» **Assignment**: Please return every record exactly as it appears.

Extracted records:
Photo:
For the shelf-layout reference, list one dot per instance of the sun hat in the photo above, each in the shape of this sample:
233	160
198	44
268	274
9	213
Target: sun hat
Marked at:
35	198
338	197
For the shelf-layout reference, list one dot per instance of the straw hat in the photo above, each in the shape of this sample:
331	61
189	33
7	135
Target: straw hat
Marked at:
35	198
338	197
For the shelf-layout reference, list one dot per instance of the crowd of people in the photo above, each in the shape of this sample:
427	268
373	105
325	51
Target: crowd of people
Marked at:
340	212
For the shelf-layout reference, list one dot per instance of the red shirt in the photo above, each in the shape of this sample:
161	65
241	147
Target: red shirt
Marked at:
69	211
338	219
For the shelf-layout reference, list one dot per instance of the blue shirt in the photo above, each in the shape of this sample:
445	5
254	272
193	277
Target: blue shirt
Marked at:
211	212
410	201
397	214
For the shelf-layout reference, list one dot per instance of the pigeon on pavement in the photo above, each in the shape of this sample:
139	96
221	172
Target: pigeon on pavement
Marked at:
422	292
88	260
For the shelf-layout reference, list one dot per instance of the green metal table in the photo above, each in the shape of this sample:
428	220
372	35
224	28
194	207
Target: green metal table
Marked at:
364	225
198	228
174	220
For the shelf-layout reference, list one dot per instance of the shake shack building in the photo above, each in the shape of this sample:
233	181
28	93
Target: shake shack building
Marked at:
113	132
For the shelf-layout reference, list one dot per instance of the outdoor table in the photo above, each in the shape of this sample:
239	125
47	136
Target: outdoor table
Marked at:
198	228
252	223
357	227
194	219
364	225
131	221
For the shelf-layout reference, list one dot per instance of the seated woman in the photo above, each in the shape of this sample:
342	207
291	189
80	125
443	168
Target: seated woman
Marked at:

» **Written reply**:
Photo:
For the shelf-layout reference, list one dot per instance of the sun hat in the photo above, each in the shape of this sample:
233	160
198	44
268	274
9	213
Target: sun hat
Marked at:
35	198
338	197
For the shelf-layout reference, list one dot per instance of the straw hat in the photo above, each in the shape of this sample:
331	61
189	33
7	135
Target: straw hat
Marked at:
35	198
338	197
For the shelf-layout reference, list one dot per instance of the crowd of people in the photo above, each in the shape of this sample:
427	268
373	105
325	51
Target: crowd of people
Marked at:
340	212
For the shelf-layout reference, list one dot per instance of the red shirt in the photo above, each in the shape of this sample:
161	65
241	147
Target: red shirt
Marked at:
69	211
338	219
For the shelf-layout reference, list one dot per instance of the blue shirt in the photo above, each in the shape of this sample:
445	5
254	272
193	277
Target: blue shirt
Marked at:
211	212
410	201
397	214
For the shelf-layout reference, list one dot per instance of the pigeon on pavement in the photo above, each in the shape of this sample:
139	96
221	172
Target: pigeon on pavement
Marked at:
422	292
88	260
For the shelf-layout reference, list one dot per instance of the green metal table in the photo above, each in the shape of this sample:
428	220
372	35
224	28
194	207
Target: green metal table
Marked at:
364	225
198	228
174	220
For the shelf-layout reference, list one dot per instance of the shake shack building in the photo above, each in the shape of this sample:
233	181
28	93
Target: shake shack building
Marked at:
113	132
For the shelf-layout reference, list one dot per instance of the outdoor table in the photo above, each in the shape of this sample:
239	125
47	136
Target: outdoor table
Marked at:
198	228
252	223
357	227
194	219
364	225
131	221
For the shelf-layout reference, list one dot per instance of the seated woman in the photo above, each in the shape of this sample:
342	207
291	189
80	125
443	168
Target: seated woman
Marked at:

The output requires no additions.